## Stated problem
Rewrite the lines between the one holding "# trace the outline of every instance of the valley" and the one holding "[(0, 103), (2, 255), (249, 250), (252, 104), (158, 93)]", inclusive, swapping "valley" for "canyon" and leaving everything else unchanged.

## Recorded information

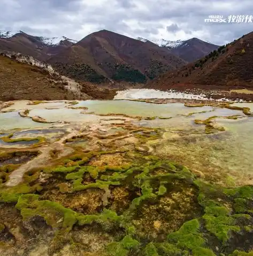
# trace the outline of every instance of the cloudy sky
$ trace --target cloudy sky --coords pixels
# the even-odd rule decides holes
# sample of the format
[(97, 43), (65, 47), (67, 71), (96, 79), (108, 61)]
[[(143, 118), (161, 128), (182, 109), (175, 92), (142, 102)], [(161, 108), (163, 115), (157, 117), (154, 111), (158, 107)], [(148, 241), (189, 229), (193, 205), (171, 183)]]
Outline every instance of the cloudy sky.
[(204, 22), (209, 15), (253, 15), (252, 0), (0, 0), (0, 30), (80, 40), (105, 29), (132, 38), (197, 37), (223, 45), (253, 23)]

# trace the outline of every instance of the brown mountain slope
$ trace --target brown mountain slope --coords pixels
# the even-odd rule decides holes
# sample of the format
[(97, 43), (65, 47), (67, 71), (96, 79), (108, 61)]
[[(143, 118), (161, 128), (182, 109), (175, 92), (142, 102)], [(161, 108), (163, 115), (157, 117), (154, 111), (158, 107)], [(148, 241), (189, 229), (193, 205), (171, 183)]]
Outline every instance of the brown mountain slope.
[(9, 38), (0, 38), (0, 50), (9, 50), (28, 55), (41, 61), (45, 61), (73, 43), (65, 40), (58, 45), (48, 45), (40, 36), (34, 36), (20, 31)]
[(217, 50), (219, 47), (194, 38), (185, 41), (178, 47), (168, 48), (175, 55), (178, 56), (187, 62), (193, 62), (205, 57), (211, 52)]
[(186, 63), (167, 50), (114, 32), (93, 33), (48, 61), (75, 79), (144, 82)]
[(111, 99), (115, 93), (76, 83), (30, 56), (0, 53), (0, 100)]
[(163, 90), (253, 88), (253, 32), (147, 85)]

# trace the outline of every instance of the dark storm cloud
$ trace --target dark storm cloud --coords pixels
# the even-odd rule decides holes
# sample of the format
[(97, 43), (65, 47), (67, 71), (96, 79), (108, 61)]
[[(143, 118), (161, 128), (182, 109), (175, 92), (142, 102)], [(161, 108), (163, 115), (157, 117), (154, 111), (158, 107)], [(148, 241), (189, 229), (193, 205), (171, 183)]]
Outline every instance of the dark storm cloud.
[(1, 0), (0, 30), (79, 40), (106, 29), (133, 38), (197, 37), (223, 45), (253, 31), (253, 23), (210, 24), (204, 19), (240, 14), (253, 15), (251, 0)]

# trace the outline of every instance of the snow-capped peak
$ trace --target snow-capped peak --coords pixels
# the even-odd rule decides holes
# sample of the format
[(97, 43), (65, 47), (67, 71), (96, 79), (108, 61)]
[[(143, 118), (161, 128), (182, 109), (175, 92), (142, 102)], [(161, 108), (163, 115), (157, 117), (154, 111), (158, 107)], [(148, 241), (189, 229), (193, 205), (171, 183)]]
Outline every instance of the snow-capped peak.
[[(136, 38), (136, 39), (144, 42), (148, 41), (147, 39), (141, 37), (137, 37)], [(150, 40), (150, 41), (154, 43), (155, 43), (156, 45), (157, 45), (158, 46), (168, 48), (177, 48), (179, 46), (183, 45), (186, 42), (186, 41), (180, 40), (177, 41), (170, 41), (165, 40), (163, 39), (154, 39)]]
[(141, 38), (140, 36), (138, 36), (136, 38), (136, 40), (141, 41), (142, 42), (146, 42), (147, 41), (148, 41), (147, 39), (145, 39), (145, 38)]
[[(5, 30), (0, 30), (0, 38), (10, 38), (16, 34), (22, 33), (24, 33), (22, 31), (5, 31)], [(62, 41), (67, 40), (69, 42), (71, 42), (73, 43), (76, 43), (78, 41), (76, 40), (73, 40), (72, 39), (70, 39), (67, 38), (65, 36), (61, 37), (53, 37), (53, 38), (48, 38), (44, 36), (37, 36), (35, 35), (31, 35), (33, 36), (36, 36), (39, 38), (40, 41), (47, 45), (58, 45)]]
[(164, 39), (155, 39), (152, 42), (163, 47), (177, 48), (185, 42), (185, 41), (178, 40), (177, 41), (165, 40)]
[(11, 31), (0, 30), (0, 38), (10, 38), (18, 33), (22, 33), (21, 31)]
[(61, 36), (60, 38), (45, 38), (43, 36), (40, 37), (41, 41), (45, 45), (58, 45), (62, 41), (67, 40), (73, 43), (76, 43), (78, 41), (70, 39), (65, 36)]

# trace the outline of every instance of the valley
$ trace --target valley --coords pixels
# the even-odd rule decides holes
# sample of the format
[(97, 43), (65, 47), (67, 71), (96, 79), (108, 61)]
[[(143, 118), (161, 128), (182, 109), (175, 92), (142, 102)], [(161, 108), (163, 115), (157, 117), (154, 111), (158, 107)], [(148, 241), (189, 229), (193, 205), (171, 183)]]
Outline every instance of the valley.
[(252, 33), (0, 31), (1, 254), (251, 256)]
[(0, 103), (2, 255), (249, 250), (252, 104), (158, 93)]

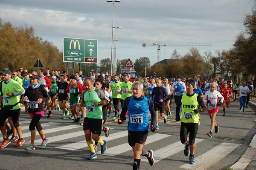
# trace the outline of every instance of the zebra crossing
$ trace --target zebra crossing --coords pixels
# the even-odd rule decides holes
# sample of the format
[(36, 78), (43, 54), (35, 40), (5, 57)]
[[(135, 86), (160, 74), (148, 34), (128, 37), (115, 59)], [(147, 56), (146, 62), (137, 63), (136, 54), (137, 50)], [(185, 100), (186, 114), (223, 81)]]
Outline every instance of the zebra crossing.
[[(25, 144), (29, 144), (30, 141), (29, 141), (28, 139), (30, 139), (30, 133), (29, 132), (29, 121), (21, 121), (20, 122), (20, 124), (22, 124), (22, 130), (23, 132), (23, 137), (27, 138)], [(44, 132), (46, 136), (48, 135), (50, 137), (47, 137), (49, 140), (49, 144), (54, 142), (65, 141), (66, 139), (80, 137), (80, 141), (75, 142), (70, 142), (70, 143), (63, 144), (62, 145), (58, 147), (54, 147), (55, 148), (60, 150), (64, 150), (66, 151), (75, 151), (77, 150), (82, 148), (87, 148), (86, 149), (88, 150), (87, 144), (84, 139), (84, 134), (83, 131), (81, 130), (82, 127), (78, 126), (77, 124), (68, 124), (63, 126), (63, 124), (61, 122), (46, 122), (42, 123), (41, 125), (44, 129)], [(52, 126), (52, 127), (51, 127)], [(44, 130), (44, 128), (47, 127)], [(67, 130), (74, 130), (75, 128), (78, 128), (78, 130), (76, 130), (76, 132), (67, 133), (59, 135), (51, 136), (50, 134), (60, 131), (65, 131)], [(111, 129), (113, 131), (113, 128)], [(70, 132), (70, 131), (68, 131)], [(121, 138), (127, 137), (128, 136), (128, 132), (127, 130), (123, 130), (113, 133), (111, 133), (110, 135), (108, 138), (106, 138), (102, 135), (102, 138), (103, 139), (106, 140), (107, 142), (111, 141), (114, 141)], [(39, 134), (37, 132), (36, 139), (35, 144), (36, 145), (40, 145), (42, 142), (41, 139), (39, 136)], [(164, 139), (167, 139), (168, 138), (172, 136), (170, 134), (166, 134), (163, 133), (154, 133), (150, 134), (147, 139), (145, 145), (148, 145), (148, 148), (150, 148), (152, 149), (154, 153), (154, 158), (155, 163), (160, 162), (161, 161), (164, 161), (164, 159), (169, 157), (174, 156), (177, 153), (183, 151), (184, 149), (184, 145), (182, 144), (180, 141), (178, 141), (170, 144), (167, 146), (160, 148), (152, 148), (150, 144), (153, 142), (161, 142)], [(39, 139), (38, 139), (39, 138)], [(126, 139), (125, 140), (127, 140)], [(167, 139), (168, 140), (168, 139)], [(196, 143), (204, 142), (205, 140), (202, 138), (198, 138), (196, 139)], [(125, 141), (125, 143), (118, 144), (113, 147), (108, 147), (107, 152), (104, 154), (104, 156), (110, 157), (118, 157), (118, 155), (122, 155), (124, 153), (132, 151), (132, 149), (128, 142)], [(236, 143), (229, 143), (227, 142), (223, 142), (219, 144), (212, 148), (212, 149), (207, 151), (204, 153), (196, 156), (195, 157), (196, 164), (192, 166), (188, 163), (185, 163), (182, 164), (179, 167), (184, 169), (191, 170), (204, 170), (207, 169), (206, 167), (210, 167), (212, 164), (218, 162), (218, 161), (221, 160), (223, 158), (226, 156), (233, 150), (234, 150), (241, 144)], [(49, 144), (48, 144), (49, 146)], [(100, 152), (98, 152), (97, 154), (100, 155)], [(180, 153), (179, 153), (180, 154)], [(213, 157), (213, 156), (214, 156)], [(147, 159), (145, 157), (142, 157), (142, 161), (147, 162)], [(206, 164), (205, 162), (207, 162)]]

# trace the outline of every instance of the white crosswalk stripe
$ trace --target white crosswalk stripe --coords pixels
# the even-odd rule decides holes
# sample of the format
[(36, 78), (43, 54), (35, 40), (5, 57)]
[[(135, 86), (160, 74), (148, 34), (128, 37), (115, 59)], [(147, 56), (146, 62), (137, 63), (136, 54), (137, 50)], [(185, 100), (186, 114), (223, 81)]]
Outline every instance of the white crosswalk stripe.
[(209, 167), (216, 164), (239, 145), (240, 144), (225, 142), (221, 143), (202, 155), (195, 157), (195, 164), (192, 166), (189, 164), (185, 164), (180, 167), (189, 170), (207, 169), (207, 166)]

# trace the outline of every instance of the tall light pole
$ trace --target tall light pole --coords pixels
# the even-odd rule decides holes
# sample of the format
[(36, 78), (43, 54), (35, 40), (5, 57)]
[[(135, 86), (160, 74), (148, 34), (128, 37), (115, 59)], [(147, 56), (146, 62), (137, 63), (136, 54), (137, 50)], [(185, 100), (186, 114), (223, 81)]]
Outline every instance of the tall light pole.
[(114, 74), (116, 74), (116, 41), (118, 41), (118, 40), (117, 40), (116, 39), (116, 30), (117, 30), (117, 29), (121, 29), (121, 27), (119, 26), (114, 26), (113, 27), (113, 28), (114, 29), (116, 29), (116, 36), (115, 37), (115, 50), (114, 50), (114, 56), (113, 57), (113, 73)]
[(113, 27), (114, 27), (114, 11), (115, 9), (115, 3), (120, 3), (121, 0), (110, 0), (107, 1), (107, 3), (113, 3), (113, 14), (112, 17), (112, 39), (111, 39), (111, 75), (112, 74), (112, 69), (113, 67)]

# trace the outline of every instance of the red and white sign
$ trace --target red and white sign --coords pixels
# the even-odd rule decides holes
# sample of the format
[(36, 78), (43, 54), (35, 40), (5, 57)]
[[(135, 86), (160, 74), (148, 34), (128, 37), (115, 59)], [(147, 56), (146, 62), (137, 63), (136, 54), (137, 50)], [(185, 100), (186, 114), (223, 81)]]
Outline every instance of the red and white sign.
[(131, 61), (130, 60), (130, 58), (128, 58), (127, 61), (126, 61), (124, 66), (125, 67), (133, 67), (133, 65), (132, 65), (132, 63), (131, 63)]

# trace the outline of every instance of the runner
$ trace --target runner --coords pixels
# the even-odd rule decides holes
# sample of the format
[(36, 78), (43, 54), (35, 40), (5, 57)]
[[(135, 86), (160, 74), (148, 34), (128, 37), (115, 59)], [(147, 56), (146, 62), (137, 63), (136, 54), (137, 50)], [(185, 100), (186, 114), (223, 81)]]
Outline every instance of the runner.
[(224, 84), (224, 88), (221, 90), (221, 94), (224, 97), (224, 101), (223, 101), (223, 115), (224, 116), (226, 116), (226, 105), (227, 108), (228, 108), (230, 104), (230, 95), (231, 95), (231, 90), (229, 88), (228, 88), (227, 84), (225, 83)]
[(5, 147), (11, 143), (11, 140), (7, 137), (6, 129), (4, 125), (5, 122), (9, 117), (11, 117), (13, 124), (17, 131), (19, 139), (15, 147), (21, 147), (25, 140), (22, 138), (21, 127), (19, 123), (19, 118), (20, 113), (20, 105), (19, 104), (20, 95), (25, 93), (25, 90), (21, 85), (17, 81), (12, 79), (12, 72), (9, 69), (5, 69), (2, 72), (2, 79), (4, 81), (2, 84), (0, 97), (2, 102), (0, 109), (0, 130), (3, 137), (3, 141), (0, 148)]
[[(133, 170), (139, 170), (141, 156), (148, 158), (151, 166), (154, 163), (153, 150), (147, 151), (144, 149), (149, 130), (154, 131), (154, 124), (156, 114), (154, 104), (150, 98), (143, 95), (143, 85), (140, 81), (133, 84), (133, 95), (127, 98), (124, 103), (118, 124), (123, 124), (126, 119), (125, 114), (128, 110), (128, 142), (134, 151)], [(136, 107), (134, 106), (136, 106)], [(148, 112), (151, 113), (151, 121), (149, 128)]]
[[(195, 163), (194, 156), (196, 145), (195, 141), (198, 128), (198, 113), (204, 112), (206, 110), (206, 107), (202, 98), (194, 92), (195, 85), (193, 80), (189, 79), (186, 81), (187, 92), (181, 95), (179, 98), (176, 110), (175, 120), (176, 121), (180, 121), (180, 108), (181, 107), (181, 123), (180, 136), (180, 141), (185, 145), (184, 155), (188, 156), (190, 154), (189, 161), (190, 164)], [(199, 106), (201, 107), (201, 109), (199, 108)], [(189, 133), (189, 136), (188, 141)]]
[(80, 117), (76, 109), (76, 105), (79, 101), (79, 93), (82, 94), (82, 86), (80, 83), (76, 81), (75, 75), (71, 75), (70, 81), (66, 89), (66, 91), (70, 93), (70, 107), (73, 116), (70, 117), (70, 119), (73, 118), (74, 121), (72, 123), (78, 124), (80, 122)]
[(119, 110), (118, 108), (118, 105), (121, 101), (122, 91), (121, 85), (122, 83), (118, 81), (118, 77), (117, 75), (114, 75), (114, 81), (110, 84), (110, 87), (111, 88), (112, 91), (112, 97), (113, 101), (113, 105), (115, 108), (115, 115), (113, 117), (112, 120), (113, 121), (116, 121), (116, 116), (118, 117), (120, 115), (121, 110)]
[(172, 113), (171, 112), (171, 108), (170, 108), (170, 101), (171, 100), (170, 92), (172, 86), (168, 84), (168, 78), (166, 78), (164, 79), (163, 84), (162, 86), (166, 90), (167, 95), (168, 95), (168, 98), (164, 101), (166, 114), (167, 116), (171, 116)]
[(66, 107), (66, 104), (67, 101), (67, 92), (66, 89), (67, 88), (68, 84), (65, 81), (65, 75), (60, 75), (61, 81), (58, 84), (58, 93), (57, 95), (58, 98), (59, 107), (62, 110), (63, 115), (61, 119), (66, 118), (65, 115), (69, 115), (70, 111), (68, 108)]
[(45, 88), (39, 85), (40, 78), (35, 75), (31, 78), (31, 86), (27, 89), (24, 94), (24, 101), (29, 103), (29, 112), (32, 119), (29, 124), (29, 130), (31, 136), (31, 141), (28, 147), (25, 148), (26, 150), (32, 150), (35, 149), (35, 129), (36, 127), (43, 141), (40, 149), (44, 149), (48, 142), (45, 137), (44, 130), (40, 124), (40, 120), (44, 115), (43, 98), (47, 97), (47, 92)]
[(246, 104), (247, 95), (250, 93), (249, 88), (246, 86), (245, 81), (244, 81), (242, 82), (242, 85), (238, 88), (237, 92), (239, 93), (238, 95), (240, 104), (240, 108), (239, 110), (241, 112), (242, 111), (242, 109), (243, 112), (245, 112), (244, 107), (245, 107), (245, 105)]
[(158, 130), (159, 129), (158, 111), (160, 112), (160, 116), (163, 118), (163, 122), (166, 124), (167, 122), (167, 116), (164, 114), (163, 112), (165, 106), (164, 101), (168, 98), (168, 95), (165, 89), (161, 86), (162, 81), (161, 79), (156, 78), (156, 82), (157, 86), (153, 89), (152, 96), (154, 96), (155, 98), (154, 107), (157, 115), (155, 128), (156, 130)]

## Finished task
# trace the outline of every instance of the canyon
$ trace --target canyon --coords pixels
# the even-odd rule decides holes
# sample of the format
[(97, 43), (65, 47), (67, 71), (96, 79), (108, 61)]
[[(143, 118), (161, 128), (182, 109), (175, 92), (142, 102)], [(161, 108), (163, 115), (157, 117), (154, 111), (158, 107)], [(148, 241), (189, 229), (193, 205), (171, 183)]]
Outline every instance of the canyon.
[(252, 33), (0, 31), (1, 254), (251, 256)]
[(0, 103), (2, 255), (249, 250), (252, 104), (158, 93)]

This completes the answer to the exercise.